**Tasks for this exercise**
1. From the article about the McGregor and Nurmagomedov fight, transcribe the passage that begins with the words "UFC and other" and ends with "get the result.".
2. Report only the number of lines in the records that contain the string "gray".

**Source text**
• • • •
McGregor is famous and known for his unique entertainment where he rattles his opponent and tries to get a reaction.
When asked about Nurmagomedov jumping over the fence after the fight, Walker said, “There were lots of rifts between Khabib and McGregor before the fight – racist things being said, things about his family being said so from an athlete’s standpoint, I understand where he is coming from, especially during the heat of the moment. Was it the right thing? No. But I understand where Khabib is coming from.”
“Conor showed no respect to Khabib or his team leading up to the fight,” said Altenburg. “McGregor attacked his family, his religion, his country and his culture over the course of several months. An important thing to consider is that English is not Khabib’s first language, so while he can understand everything Conor is saying to him, he does not have the ability to fire back with witty responses even if he wanted to.”
“To think about how Khabib had this increasing sense of rage building up inside of him for months, on top of coming from a culture in which family and honor are revered, it’s astonishing he was able to control his anger for so long,” said Altenburg. “I sure wouldn’t have been able to.”
Many think McGregor went overboard in his tactic of taunting his opponent. He pushed Nurmagomedov to his limit of being disrespected, both by McGregor and his teammates. After the brawl broke off, Nurmagomedov was not presented his belt due to the UFC officials’ fear of fans backlashing and throwing objects into the ring and causing further damage.
When asked what he thinks will happen to Nurmagomedov, Altenburg said, “If Nurmagomedov is not punished by the UFC, it sets the precedent that this sort of behavior is acceptable to the UFC and MMA community. On the other hand, Conor McGregor is guilty of much worse conduct than jumping over a fence. He attacked a bus filled with fighters, UFC staff, and their families, and received nothing more than a slap on the wrist from UFC president Dana White. It is hard to say how the UFC will decide to act in light of these recent events.”
As of Oct. 15, 2018, the Nevada State Athletic Commission (NSAC) stated that they are under investigation by the Commission’s Executive Director, Bob Bennett. In the meantime, NSAX is suspending UFC lightweight champion Khabib Nurmagomedov and Conor McGregor starting Monday. A hearing is set to determine if they will be banned for good.
UFC and other fights are usually shown on pay-per-view and not many students are able to watch the fight. As a future event, it might be a great idea if UMW could show the fight for those students who are unable to watch the fight and rely on social media to get the result.
• • • •
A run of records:
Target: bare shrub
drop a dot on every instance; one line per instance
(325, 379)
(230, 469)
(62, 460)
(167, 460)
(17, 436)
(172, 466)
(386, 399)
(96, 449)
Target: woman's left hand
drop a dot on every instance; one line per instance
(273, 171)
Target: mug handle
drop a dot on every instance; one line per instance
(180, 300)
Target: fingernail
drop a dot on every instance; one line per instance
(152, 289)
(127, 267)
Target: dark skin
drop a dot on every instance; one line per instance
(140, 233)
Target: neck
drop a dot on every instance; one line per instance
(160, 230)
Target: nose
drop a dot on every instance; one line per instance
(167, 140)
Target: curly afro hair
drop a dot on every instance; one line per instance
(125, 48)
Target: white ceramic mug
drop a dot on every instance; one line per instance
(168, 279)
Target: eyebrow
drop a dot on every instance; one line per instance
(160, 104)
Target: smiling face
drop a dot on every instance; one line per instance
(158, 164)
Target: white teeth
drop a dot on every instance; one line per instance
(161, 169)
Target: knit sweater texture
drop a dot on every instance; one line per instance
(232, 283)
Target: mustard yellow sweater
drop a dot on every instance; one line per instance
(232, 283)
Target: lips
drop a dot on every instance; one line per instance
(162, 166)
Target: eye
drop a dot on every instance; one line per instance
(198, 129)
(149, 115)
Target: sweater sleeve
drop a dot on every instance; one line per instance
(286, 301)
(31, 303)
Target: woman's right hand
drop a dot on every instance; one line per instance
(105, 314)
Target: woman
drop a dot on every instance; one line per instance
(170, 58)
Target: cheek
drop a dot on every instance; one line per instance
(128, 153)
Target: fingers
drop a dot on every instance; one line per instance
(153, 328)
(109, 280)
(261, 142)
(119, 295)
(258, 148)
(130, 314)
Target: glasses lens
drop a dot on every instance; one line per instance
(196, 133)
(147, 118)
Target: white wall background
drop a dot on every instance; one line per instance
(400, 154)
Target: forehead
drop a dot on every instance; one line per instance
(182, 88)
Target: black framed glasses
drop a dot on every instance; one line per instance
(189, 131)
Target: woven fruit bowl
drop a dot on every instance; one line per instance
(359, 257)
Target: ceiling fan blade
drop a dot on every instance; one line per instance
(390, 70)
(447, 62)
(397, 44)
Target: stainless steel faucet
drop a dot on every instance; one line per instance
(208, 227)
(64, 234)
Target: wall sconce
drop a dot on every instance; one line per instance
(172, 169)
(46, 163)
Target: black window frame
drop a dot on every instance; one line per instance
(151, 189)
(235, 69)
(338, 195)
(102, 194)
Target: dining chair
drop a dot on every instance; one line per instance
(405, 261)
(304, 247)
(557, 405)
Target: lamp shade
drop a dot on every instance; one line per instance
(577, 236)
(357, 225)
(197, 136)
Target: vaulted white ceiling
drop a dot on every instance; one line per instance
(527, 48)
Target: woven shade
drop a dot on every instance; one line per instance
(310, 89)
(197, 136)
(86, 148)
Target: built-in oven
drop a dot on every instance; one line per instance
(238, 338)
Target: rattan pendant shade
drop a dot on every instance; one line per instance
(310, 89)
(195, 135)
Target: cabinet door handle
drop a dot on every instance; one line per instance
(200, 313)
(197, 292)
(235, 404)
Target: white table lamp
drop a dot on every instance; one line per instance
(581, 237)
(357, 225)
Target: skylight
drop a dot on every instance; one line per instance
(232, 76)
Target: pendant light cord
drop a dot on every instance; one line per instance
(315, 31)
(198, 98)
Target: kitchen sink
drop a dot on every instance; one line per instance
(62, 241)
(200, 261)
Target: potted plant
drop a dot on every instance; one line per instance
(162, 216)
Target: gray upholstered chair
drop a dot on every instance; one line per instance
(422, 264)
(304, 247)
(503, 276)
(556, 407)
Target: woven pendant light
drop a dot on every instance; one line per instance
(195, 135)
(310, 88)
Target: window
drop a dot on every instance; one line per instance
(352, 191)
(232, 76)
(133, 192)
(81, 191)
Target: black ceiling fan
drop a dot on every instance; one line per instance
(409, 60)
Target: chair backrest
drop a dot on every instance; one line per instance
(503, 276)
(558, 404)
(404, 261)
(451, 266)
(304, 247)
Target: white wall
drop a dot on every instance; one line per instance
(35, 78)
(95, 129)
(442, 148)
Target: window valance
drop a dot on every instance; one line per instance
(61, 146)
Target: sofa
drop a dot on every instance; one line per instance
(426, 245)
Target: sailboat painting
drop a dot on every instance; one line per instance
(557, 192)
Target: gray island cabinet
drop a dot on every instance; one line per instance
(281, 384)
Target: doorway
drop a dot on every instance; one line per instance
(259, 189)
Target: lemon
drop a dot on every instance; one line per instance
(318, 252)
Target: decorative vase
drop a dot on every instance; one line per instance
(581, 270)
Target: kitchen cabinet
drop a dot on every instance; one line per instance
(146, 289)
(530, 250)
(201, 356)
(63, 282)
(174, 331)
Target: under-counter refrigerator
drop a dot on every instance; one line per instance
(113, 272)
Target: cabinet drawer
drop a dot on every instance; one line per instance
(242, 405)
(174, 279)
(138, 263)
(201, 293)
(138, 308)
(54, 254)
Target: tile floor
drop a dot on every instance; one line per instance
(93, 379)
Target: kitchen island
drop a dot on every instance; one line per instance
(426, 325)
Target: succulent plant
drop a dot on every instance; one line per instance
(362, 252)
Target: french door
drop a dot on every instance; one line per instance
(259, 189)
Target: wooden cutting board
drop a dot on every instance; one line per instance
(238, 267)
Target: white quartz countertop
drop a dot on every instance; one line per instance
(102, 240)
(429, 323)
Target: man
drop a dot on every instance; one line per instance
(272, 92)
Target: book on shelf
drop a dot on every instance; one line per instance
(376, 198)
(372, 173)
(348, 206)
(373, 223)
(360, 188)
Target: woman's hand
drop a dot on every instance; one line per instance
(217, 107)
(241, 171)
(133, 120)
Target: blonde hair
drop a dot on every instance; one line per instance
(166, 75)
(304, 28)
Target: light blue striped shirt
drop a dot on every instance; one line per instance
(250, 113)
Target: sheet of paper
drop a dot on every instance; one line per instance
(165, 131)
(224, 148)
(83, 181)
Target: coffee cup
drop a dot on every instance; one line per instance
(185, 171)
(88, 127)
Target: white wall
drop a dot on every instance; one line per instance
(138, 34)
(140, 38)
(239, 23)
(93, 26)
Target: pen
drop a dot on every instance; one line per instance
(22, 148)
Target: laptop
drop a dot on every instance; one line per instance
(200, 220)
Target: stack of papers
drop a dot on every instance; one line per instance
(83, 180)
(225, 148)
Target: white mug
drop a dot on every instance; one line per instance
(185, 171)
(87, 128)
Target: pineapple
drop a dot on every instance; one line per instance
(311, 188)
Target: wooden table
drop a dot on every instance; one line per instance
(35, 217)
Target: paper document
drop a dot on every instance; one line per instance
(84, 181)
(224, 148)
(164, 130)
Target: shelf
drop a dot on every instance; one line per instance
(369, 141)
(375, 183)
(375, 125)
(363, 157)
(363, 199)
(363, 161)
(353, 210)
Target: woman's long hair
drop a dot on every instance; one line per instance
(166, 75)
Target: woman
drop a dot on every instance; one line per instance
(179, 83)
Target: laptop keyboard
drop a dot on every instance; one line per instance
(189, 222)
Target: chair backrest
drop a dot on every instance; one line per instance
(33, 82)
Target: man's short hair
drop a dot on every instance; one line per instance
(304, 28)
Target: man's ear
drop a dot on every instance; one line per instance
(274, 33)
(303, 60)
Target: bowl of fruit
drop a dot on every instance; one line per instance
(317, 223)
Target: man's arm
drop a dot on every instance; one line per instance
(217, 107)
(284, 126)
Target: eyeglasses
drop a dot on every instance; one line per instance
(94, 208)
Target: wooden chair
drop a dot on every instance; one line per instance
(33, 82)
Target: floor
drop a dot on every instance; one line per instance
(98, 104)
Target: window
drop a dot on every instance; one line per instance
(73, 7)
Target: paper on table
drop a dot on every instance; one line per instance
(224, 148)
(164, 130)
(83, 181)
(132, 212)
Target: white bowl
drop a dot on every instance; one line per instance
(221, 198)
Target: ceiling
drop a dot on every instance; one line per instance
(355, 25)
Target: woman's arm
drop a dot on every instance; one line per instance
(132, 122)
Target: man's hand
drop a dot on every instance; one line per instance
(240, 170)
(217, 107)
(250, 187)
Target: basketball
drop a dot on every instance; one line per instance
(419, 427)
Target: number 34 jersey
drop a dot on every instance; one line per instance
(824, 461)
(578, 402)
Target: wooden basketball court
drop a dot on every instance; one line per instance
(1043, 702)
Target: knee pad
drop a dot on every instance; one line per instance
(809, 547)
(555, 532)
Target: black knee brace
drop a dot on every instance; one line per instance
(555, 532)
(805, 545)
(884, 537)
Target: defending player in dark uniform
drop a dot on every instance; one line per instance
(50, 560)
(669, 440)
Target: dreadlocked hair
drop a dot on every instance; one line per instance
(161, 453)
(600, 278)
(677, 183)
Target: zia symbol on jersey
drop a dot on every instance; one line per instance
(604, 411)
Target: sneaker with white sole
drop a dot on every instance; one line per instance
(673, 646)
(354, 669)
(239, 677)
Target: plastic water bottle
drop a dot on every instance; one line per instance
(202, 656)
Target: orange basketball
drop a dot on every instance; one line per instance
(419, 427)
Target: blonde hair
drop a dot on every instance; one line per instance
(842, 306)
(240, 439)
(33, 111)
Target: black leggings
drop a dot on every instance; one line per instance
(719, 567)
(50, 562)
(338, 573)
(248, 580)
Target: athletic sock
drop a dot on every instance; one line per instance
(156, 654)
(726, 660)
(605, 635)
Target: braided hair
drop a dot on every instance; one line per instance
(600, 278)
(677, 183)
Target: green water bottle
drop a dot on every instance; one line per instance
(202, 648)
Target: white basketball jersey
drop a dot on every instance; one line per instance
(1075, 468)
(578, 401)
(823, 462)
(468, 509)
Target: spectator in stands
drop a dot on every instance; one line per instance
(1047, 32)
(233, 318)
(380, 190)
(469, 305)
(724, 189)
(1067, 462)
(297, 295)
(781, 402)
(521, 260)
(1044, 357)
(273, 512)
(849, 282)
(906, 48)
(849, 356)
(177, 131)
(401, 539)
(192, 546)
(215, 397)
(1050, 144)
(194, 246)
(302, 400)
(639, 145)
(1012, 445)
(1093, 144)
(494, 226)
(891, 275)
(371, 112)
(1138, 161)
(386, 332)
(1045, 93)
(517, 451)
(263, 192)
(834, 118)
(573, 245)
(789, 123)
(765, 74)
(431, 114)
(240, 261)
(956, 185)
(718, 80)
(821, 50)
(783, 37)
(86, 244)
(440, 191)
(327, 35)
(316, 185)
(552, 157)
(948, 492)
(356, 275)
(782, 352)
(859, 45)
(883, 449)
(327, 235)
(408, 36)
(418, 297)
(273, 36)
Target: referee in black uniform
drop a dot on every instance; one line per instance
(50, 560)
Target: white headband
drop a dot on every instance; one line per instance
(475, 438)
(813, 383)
• • • •
**Results for the exercise**
1.
UFC and other fights are usually shown on pay-per-view and not many students are able to watch the fight. As a future event, it might be a great idea if UMW could show the fight for those students who are unable to watch the fight and rely on social media to get the result.

2. 2